** Begin Recorded data **
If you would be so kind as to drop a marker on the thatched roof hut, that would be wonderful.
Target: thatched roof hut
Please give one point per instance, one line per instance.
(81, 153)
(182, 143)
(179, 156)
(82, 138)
** End Recorded data **
→ **Objective**
Your task is to repeat the data exactly; please include every line.

→ **Solution to this task**
If you would be so kind as to drop a marker on the thatched roof hut, that would be wonderful.
Target: thatched roof hut
Please give one point per instance, one line per instance.
(81, 153)
(182, 143)
(179, 156)
(82, 138)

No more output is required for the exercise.